### Information shown
★ ★ ★

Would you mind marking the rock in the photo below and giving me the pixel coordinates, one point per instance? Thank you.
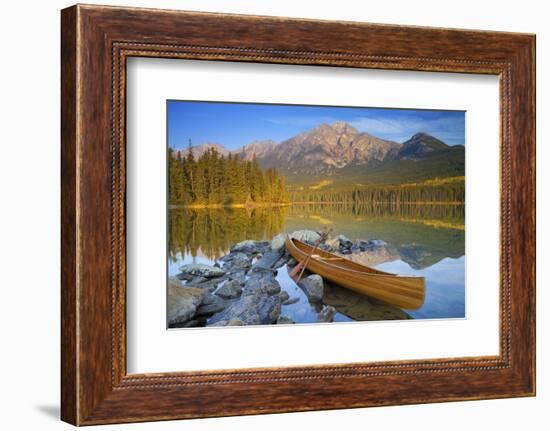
(255, 309)
(326, 315)
(235, 322)
(189, 324)
(285, 320)
(332, 242)
(229, 289)
(305, 235)
(262, 282)
(267, 261)
(210, 298)
(344, 241)
(313, 287)
(182, 303)
(210, 285)
(231, 322)
(174, 282)
(284, 296)
(291, 301)
(238, 260)
(248, 246)
(371, 244)
(199, 270)
(278, 242)
(269, 309)
(207, 310)
(239, 275)
(198, 280)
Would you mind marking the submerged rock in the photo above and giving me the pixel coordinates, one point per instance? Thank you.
(263, 282)
(285, 320)
(255, 309)
(278, 242)
(327, 314)
(284, 295)
(238, 260)
(309, 236)
(182, 303)
(230, 289)
(344, 241)
(199, 270)
(313, 287)
(267, 261)
(249, 246)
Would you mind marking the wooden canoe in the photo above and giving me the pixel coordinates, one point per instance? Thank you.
(406, 292)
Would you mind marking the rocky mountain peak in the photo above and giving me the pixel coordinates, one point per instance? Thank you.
(421, 145)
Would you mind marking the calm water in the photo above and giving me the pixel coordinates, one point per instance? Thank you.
(426, 240)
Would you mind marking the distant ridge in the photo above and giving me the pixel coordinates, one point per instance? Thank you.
(345, 155)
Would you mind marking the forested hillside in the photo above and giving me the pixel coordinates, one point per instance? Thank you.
(213, 179)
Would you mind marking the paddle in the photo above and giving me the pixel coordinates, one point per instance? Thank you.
(301, 266)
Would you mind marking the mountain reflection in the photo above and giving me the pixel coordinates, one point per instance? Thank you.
(420, 235)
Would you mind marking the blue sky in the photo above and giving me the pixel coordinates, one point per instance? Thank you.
(236, 124)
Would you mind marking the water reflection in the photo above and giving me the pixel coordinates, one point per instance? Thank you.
(425, 240)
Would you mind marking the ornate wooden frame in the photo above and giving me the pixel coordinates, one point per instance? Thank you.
(95, 43)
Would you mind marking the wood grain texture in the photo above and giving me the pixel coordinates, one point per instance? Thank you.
(96, 41)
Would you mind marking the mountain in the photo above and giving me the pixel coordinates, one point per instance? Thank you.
(421, 145)
(340, 155)
(328, 147)
(260, 149)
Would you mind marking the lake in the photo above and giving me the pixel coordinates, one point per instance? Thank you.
(424, 240)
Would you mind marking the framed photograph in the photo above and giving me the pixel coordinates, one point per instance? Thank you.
(343, 210)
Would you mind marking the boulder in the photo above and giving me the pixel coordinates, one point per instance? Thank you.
(199, 270)
(182, 303)
(239, 260)
(309, 236)
(313, 287)
(326, 315)
(174, 282)
(235, 322)
(291, 301)
(255, 309)
(229, 289)
(284, 296)
(285, 320)
(209, 309)
(278, 242)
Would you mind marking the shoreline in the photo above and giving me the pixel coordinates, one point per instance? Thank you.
(274, 205)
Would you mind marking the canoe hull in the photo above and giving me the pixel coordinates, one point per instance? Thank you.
(400, 291)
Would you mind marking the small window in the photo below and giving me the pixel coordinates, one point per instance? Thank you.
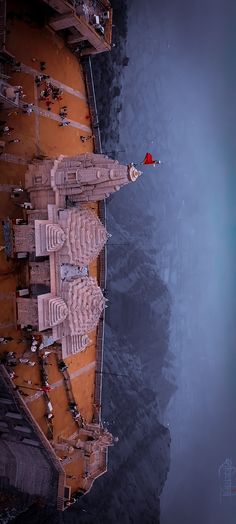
(38, 179)
(71, 177)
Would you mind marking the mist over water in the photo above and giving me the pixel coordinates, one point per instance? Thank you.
(177, 100)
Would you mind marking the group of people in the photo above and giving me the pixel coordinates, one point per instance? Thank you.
(49, 92)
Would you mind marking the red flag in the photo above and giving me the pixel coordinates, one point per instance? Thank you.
(45, 388)
(148, 159)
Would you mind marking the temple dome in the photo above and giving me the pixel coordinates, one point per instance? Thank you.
(58, 311)
(55, 237)
(86, 236)
(85, 304)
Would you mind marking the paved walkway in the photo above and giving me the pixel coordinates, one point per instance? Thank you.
(53, 116)
(60, 382)
(62, 86)
(14, 159)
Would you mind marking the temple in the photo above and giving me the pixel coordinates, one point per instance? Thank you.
(61, 241)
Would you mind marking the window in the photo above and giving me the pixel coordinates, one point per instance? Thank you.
(71, 176)
(38, 179)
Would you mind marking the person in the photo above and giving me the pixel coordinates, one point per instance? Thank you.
(27, 108)
(42, 66)
(63, 124)
(86, 138)
(45, 389)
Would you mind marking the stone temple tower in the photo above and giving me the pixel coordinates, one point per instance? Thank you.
(84, 178)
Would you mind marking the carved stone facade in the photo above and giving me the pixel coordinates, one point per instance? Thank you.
(63, 237)
(67, 240)
(83, 178)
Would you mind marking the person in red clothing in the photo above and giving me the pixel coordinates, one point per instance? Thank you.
(148, 159)
(45, 389)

★ ★ ★

The records above are to be transcribed exactly, with every picture left out.

### Written reply
Would you mind marking the rock in the photo below and giving me the pixel coordinates, one point per instance? Thank you.
(255, 309)
(326, 315)
(235, 322)
(189, 324)
(285, 320)
(332, 242)
(229, 289)
(305, 235)
(262, 282)
(267, 261)
(210, 298)
(344, 241)
(313, 287)
(182, 303)
(210, 285)
(231, 322)
(174, 282)
(284, 296)
(291, 301)
(238, 260)
(248, 246)
(371, 244)
(199, 270)
(278, 242)
(269, 309)
(207, 310)
(239, 275)
(198, 280)
Would you mind marking the submerged rock in the photo above and giving me the pixel coordinates, one point per instance? Thank you.
(263, 282)
(285, 320)
(255, 309)
(278, 242)
(327, 314)
(284, 295)
(238, 260)
(309, 236)
(182, 303)
(230, 289)
(344, 241)
(199, 270)
(313, 287)
(267, 261)
(249, 246)
Would you mind marking the wooden canoe in the photo above and giving me the pixel coordinates, one point per instance? Thank you.
(406, 292)
Would you mind marking the rocky mountain peak in the photo above and giving me the pixel coordinates, one point per instance? Thank you.
(421, 145)
Would you mind marking the calm water in the photo above and giving me the pixel coordinates, one point per instance? Thank you.
(426, 240)
Would you mind marking the distant ridge in the photo above and giving me the pixel coordinates, one point per instance? Thank you.
(345, 155)
Would you mind marking the forested hillside in the photo above and giving me the pixel coordinates, one point per instance? Thank you.
(213, 179)
Would you mind marking the paddle in the photo above and giving me the pixel coordinates, one point per instance? Thank you.
(301, 266)
Would you mind marking the mountain reflection in the photo above and giving me the pixel coordinates, one point per instance? Thank you.
(420, 235)
Would you mind marking the blue sky in the photo above and giving me the pixel coordinates, one point per instance? Thank you.
(236, 124)
Would you mind marking the water reflection in the photo above and giving me the pixel coordinates, one point per instance? Thank you.
(425, 240)
Would you mind marking the ornate wooden frame in the photo above and giving me the pixel coordinates, one point per instance? Thank you.
(95, 43)
Would you mind marking the wood grain texture in the photo above and giving me the pixel coordinates, one point per instance? Thank you.
(96, 41)
Would you mind marking the mountain in the photo above and giving me the pixel coordinates, one point per instance? Thank you.
(421, 145)
(340, 155)
(328, 147)
(260, 149)
Would you mind marking the lake in the photo above and giving me the pixel coordinates, one point per instance? Thank you.
(424, 240)
Would you mind marking the framed photograph in the photo above and giving me the pixel coordinates, one point per instance? Thank you.
(343, 210)
Would you mind marking the boulder in the photo above and giving me the pixel coordinates, one point per instance? Thank you.
(199, 270)
(182, 303)
(239, 260)
(309, 236)
(313, 287)
(326, 315)
(174, 282)
(235, 322)
(291, 301)
(255, 309)
(229, 289)
(284, 296)
(285, 320)
(209, 309)
(278, 242)
Would you mind marking the shoreline in the photo above and giving me the pixel coordinates, one point per instance? Thank you.
(274, 205)
Would you mind marking the canoe hull in the photo above and giving me the pixel coordinates, one point per instance? Thank you.
(400, 291)
Would you mind marking the small window in the photo below and giving me the pixel coordinates, one point per instance? Thank you.
(38, 179)
(71, 177)
Would you mind marking the mist over water in the photo above and giving me the pixel coordinates, one point per instance? Thank you.
(177, 100)
Would you mind marking the group of people in the photo above and giving me the pixel coordinates, one point per instance? Thank you.
(49, 92)
Would you mind marking the red flag in the photo above and giving me the pixel coordinates, one point per instance? Thank you.
(45, 388)
(148, 159)
Would you mind marking the temple dome in the photo above and giving me the pixel coordinates, one point per instance? Thank you.
(58, 311)
(55, 237)
(86, 236)
(85, 304)
Would you mind marking the paved walkway in the photo above and giving me the pixel coordinates, one point per instance? Thank you.
(53, 116)
(60, 382)
(62, 86)
(14, 159)
Would you mind marking the temple in the photo above and giving me the pixel coordinates, one point per instance? Thank you.
(61, 241)
Would you mind marking the window in the photo above and giving me the pixel coordinates, one point per instance? Thank you.
(71, 176)
(38, 179)
Would you mind marking the person in the photo above and giving me the pixel coordinates, one point per instance? Thank you.
(27, 108)
(42, 66)
(63, 124)
(86, 138)
(45, 389)
Would you mind marking the stone temple tower in the photo above and giving me the pixel coordinates, one point per instance? Thank you.
(84, 178)
Would you mind marking the carved stone facade in the photo above and giving me the pixel coordinates, one point per instance? Thank you.
(63, 237)
(67, 240)
(83, 178)
Would you mind marking the person in red clothing in the photo above and giving me the pixel coordinates, one point per instance? Thank you.
(148, 159)
(45, 389)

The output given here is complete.